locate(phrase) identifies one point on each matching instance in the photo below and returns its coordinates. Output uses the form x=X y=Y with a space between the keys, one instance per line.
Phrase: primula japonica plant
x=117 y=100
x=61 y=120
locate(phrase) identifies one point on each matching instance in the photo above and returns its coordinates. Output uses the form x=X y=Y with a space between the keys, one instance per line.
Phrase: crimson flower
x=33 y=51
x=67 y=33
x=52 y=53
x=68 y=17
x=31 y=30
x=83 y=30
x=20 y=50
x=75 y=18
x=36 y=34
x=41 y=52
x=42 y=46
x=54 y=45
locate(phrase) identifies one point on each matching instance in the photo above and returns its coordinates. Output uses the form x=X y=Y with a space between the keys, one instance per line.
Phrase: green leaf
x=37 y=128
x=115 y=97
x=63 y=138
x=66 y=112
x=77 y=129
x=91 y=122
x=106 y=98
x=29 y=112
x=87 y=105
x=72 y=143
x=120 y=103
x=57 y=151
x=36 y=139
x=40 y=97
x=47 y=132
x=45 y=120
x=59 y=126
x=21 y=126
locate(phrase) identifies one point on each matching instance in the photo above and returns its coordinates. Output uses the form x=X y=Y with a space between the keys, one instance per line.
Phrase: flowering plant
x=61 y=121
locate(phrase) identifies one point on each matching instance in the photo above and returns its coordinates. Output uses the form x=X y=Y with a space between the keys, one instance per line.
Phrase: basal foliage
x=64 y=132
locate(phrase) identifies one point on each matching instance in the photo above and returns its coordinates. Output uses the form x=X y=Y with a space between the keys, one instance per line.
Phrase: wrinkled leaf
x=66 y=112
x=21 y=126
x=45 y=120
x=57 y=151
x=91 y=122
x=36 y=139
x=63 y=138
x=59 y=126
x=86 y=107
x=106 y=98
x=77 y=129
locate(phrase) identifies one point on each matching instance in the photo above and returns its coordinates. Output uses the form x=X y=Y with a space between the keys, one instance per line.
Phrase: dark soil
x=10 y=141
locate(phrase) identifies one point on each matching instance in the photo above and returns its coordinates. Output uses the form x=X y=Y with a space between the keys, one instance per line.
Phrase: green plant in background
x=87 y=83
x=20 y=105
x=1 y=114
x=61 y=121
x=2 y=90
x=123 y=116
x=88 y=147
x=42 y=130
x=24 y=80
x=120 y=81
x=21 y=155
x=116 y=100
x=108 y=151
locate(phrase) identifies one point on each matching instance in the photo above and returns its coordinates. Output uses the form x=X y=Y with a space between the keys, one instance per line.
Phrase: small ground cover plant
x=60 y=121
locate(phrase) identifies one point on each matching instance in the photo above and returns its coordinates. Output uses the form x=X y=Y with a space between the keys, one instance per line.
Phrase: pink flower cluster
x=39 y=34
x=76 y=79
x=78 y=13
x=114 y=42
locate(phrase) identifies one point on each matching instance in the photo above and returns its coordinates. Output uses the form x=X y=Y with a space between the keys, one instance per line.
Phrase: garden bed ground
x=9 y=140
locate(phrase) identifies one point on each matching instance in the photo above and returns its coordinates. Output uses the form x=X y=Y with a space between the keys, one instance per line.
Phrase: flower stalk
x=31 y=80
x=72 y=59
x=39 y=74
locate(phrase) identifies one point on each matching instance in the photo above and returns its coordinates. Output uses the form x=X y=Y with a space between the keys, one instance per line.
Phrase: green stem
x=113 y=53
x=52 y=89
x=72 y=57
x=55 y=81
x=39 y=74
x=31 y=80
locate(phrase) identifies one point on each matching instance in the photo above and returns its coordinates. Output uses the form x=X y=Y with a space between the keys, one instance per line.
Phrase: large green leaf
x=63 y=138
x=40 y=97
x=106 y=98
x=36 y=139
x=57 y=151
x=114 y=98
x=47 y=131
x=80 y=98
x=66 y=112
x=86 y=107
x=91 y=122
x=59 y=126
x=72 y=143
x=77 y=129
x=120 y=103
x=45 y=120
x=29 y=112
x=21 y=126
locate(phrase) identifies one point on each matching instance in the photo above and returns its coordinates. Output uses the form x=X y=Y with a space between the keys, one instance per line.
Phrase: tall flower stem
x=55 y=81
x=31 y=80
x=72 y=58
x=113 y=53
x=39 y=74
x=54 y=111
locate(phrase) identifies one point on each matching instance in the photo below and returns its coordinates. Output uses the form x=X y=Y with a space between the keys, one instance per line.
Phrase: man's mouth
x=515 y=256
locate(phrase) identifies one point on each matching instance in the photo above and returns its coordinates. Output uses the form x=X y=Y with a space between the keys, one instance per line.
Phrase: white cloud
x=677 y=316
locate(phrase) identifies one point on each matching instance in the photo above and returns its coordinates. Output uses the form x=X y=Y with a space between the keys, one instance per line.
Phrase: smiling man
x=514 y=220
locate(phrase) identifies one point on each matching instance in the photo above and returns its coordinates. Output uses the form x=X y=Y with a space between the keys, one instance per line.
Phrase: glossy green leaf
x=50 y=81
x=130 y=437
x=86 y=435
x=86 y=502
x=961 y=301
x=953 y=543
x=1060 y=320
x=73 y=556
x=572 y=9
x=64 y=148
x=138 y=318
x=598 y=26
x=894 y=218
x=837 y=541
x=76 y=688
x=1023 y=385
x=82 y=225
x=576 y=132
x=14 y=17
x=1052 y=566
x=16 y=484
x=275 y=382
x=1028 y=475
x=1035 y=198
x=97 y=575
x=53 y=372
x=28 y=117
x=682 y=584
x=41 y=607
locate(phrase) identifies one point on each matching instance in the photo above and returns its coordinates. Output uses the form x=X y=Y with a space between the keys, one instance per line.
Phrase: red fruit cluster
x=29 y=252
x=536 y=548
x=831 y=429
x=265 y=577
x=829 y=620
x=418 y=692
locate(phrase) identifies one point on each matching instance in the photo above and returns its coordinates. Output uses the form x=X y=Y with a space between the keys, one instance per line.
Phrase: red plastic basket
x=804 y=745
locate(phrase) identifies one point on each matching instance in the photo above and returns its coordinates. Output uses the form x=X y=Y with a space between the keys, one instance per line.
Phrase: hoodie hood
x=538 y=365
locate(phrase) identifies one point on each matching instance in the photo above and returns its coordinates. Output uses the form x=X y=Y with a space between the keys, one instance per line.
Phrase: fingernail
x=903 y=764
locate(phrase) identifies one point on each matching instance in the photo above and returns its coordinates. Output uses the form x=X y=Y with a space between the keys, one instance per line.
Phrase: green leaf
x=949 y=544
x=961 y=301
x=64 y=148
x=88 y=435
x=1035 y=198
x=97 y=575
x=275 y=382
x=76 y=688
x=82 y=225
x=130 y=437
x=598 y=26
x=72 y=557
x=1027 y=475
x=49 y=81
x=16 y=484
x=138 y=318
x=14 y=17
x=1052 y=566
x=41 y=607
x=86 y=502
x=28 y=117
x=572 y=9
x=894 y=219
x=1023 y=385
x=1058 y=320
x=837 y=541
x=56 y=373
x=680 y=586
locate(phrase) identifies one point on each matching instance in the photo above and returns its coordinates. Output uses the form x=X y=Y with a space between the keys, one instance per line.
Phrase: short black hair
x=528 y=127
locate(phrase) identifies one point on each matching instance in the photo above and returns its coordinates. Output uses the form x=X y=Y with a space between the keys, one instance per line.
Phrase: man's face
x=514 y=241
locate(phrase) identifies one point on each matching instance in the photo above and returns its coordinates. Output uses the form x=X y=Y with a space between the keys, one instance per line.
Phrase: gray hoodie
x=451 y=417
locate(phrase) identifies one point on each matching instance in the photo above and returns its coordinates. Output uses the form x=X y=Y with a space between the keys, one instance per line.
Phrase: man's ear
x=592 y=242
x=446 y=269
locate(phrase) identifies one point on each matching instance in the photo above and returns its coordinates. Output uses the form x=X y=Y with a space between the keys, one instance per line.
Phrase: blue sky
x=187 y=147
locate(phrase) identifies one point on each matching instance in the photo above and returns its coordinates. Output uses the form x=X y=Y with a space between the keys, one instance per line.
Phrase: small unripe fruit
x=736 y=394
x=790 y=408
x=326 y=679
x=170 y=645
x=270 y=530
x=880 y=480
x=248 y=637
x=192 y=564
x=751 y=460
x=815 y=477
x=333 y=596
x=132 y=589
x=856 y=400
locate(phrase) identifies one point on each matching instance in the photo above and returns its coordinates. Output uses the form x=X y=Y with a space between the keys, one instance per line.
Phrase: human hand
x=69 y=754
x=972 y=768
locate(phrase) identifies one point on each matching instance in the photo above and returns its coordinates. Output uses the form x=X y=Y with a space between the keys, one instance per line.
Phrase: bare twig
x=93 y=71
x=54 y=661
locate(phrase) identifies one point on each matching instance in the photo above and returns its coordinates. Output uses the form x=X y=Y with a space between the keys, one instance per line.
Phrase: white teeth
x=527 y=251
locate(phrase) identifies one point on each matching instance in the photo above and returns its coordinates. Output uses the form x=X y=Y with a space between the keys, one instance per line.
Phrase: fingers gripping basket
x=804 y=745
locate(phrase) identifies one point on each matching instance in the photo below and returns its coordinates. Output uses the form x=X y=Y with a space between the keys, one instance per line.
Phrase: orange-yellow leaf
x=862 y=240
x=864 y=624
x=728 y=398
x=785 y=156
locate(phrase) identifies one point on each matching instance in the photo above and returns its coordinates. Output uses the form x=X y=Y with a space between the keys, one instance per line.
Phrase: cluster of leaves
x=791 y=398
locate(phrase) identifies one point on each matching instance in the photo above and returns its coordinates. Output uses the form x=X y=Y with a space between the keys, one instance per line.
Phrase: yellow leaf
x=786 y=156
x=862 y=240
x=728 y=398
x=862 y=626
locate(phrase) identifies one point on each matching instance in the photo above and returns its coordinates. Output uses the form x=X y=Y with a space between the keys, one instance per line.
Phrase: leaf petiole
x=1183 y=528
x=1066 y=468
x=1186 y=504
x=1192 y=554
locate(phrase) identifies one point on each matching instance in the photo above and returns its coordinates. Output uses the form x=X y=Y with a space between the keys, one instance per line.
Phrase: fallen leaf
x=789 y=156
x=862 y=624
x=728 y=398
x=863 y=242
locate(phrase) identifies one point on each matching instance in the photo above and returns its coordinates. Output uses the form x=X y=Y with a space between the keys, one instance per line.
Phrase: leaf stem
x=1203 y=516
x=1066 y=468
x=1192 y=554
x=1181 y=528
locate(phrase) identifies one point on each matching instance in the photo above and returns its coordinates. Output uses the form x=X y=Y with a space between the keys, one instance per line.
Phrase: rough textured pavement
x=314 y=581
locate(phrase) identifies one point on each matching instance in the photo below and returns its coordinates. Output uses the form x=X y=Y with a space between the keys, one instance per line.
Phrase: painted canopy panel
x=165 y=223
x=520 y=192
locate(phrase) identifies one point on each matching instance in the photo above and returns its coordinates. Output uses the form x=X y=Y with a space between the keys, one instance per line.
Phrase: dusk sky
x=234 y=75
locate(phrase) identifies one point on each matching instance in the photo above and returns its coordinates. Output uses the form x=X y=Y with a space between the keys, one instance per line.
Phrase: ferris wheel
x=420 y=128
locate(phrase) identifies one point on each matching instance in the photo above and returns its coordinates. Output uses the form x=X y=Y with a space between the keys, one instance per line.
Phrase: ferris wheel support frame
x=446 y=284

- - -

STATED PROBLEM - Please show every line of the material above that contains the word "small", and count only matches with the same capitalization.

RESULT -
Phrase: small ground cover plant
Phrase: small unripe fruit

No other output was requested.